## Exercise details
The entries below are to be transcribed in full, without their images.

Image-grounded pointing data
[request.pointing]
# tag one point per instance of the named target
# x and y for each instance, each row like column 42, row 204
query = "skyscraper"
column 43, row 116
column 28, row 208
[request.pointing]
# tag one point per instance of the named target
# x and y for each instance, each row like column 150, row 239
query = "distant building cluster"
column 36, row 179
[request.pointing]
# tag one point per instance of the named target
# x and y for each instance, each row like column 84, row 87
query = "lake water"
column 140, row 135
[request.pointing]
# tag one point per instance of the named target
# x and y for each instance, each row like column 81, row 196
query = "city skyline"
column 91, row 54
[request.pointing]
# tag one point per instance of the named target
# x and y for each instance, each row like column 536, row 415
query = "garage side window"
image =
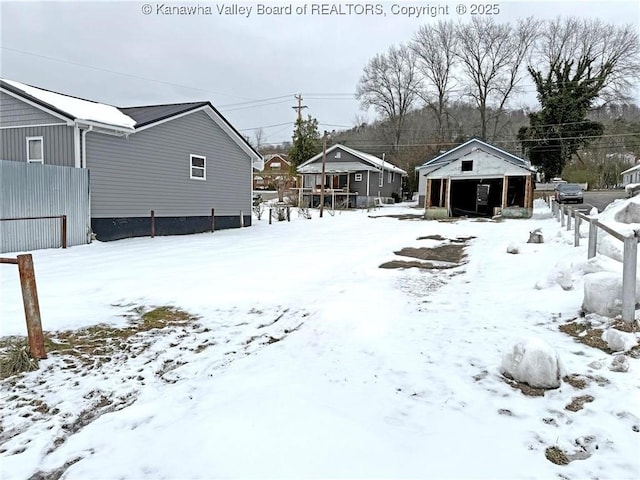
column 198, row 167
column 35, row 150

## Your response
[request.pointing]
# tag one point per instance of the named target
# x and y for each instance, each row like column 42, row 204
query = "skyscraper"
column 43, row 116
column 28, row 208
[request.pointing]
# tag one point per instance of the named target
# x and y for each instance, each row like column 150, row 239
query = "distant building cluster"
column 36, row 179
[request.pointing]
# tag one point per instance of the named target
# x and y for each instance, each row like column 84, row 87
query = "lake water"
column 140, row 135
[request.pointing]
# tag one point per instance of the named target
# x and y for each instance, each row like column 81, row 196
query = "city skyline"
column 91, row 54
[request.pointing]
# tag one point per instance of the named target
# x and y for each instance, each row like column 536, row 415
query = "garage side window"
image =
column 198, row 167
column 35, row 150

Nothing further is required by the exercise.